Excerto do texto
O preconceito é terrível. Cinco dias depois de Hitler ter subido ao poder, Einstein saiu da Alemanha: embora mundialmente famoso e já laureado com o Nobel, sabia que a sua vida e a dos seus estava em grande perigo.  Dirigiu-se à Inglaterra que, curiosamente, lhe não deu asilo político (por ser judeu? Para não irritar Hitler?) e acabou por se dirigir para os Estados Unidos, onde viria a ter problemas por ser julgado comunista, coisa que nunca foi. Sempre as falsas condicionantes de valor: um grande físico julgado não pela sua grande contribuição para a Física, mas pela sua origem ou pela sua (alegada) filiação política.

O preconceito contra os judeus teve consequências nefastas para a Alemanha e para a sua ciência: além de ter perdido a guerra, sofreu uma calamitosa hemorragia de cérebros científicos. De 1901 a 1932 (um ano antes da ascensão de Hitler ao poder), dos 100 Prémios Nobel de ciências, 33 foram alemães, 18 britânicos e 6 americanos. Dos alemães, 25% dos premiados eram judeus, quando estes representavam apenas 1% da população alemã. Depois da segunda guerra mundial, entre 1951 e 2002, de 321 Prémios Nobel de ciências, 180 foram para os Estados Unidos, 40 para os britânicos e só 31 para a Alemanha. Os Estados Unidos beneficiaram claramente da fuga de cérebros alemães para os seus laboratórios e universidades. A ciência judia não era, afinal, assim tão má.

Problemas e tarefas
1. Enumere todos os anos indicados no texto sobre o preconceito e a ciência alemã.
2. No texto sobre o preconceito e a ciência alemã, substitua "cérebros" por "investigadores" e reproduza o trecho que começa em "O preconceito contra" e segue até "assim tão má.".
3. Condense em forma de lista, mantendo os factos principais, o parágrafo do texto sobre o preconceito e a ciência alemã que começa por "O preconceito contra os judeus".

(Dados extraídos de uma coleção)
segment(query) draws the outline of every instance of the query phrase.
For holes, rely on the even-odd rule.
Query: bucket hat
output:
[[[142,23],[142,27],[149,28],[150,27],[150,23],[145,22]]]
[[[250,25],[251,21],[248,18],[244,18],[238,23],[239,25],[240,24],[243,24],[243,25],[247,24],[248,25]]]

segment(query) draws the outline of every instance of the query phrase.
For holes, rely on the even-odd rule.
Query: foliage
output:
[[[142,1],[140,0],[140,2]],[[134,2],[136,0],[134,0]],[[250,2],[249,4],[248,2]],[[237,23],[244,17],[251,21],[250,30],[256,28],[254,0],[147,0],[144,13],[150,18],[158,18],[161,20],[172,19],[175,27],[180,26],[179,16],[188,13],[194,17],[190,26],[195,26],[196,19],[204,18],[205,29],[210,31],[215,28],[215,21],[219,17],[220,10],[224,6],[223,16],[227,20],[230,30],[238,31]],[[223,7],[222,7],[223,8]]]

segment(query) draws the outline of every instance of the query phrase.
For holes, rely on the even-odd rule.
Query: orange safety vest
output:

Soluções do exercício
1. 1901, 1932, 1951, 2002

2.
O preconceito contra os judeus teve consequências nefastas para a Alemanha e para a sua ciência: além de ter perdido a guerra, sofreu uma calamitosa hemorragia de investigadores científicos. De 1901 a 1932 (um ano antes da ascensão de Hitler ao poder), dos 100 Prémios Nobel de ciências, 33 foram alemães, 18 britânicos e 6 americanos. Dos alemães, 25% dos premiados eram judeus, quando estes representavam apenas 1% da população alemã. Depois da segunda guerra mundial, entre 1951 e 2002, de 321 Prémios Nobel de ciências, 180 foram para os Estados Unidos, 40 para os britânicos e só 31 para a Alemanha. Os Estados Unidos beneficiaram claramente da fuga de investigadores alemães para os seus laboratórios e universidades. A ciência judia não era, afinal, assim tão má.

3.
- O preconceito contra os judeus prejudicou a Alemanha e a sua ciência. O país perdeu a guerra e sofreu uma grande fuga de cérebros científicos.
- De 1901 a 1932 houve 100 Prémios Nobel de ciências: 33 alemães, 18 britânicos e 6 americanos.
- Entre os premiados alemães, 25% eram judeus. Os judeus representavam apenas 1% da população alemã.
- De 1951 a 2002 houve 321 Prémios Nobel de ciências: 180 para os Estados Unidos, 40 para os britânicos e 31 para a Alemanha.
- Os Estados Unidos beneficiaram da fuga de cérebros alemães para os seus laboratórios e universidades.
- A ciência judia não era, afinal, assim tão má.